### Work to be completed
Copy the entries from the line with "For every instance of the fire" to the line with "[[461, 349]]", substituting "road sign" for every "traffic sign" and leaving everything else unchanged.

### Extracted material
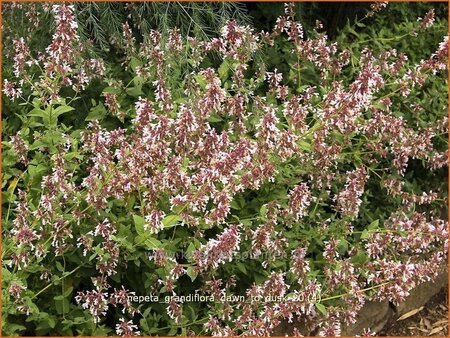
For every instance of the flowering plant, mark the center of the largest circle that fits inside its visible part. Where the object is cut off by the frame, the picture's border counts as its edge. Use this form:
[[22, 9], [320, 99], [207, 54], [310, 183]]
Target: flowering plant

---

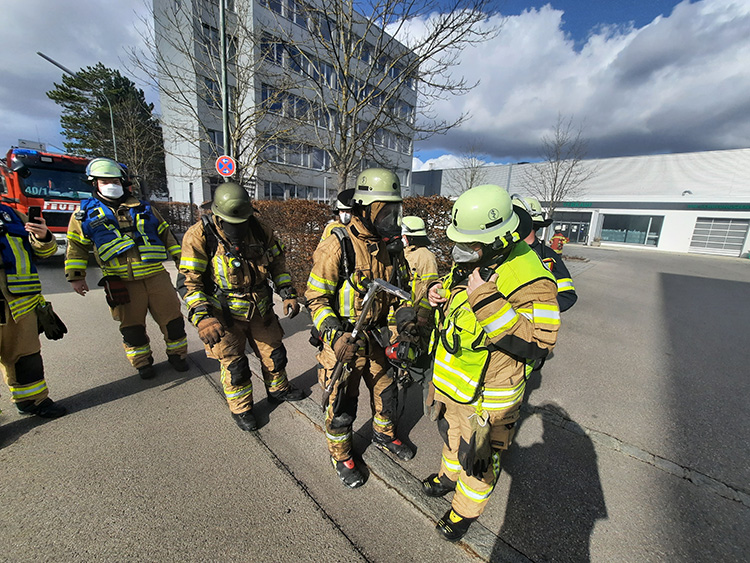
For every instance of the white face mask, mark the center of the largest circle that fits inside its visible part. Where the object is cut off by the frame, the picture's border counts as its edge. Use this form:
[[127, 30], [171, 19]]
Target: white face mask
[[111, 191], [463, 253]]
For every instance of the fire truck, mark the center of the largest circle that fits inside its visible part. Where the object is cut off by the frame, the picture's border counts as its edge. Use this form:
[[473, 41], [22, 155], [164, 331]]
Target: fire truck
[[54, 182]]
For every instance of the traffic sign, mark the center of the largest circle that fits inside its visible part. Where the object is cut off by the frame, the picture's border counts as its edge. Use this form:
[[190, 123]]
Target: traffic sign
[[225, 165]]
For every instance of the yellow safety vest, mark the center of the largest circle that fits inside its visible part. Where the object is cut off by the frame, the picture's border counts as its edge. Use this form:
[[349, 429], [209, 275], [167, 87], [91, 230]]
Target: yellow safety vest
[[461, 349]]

### Written reply
For every instance of the fire truck, mark the center of the largest circle that fits inside its visible part. Where the object is cut off by the frame, the picture's border counts as its edge. Use this form:
[[473, 41], [22, 155], [164, 331]]
Target: fire truck
[[54, 182]]
For every instance of the road sign, mark the center of the largest circle that fits inside its visible part. Where the object is cut off by the frame, the picture's border counts as its edge. Use this form:
[[190, 123]]
Target: road sign
[[225, 165]]
For every instance of the yellow safety vest, mark the center of the largest circle that fits inside its visible part. Where the object is cut off by the frame, the picture's border counts as its edge. Use this form:
[[349, 429], [209, 275], [167, 87], [91, 230]]
Target: yellow safety vest
[[461, 349]]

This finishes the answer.